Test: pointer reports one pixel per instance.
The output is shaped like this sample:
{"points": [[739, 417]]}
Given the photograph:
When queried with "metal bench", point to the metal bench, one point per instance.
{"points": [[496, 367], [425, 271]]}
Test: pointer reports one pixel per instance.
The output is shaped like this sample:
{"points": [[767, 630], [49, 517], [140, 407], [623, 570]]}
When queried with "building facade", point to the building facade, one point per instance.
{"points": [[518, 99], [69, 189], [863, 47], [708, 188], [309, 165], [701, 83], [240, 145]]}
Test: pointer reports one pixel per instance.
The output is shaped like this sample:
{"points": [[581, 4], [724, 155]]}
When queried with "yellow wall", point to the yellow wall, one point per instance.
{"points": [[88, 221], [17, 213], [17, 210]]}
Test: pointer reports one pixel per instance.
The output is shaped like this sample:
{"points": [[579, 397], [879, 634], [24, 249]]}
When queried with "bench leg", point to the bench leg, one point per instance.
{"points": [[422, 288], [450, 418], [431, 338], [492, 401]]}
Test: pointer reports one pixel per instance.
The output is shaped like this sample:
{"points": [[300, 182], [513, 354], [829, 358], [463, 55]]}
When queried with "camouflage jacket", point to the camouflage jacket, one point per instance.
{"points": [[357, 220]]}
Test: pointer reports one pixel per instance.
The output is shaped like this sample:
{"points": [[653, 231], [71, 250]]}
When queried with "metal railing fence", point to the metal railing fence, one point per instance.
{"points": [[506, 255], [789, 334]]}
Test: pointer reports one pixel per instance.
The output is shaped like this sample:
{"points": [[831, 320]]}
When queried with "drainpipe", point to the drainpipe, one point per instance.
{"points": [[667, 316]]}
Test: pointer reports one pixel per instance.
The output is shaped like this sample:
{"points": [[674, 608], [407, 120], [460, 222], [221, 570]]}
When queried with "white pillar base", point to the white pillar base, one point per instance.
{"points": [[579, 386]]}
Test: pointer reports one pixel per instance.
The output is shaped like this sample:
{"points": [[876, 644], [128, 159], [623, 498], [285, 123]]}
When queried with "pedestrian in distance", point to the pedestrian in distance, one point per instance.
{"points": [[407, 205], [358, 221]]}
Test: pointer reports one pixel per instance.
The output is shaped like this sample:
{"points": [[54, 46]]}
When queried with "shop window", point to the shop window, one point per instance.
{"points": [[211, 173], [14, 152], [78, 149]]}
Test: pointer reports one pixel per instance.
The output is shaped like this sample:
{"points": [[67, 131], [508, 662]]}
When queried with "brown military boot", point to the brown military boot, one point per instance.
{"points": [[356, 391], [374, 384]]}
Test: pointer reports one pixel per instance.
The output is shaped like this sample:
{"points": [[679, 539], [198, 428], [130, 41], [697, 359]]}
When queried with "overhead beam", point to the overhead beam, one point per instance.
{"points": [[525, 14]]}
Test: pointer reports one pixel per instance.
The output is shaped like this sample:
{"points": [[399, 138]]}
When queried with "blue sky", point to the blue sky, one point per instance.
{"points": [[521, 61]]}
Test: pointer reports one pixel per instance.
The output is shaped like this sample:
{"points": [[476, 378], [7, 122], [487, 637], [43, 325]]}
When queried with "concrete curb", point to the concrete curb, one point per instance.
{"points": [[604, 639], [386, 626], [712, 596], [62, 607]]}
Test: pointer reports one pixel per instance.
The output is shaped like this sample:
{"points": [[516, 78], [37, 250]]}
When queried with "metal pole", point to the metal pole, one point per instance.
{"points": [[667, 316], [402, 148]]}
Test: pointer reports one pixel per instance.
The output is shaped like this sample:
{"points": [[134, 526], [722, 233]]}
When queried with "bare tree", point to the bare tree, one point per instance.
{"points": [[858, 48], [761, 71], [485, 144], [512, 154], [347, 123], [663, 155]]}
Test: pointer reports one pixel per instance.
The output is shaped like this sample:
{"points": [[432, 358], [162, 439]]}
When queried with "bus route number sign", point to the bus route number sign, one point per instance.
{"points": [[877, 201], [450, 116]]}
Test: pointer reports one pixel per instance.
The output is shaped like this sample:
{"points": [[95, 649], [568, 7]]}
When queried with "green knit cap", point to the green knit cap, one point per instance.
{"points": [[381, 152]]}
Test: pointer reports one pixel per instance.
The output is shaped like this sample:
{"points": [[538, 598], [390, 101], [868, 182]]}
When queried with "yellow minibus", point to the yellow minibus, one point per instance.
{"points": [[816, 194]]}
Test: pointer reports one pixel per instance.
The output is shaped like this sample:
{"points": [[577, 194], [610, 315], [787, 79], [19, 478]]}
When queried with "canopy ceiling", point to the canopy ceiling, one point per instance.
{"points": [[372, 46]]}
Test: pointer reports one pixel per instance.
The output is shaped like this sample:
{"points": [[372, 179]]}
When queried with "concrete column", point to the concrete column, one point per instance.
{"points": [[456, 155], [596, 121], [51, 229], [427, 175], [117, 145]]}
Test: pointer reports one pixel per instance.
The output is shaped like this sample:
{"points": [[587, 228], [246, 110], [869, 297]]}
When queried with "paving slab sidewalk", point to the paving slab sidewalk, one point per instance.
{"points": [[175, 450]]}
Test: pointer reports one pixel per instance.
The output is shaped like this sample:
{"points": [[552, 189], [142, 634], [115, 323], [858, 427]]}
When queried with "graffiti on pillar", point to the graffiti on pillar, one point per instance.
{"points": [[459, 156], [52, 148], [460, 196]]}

(Stated exercise):
How many lines in the rows above contain the string "metal", matching case exactly? Reply with the number alone.

(The answer):
3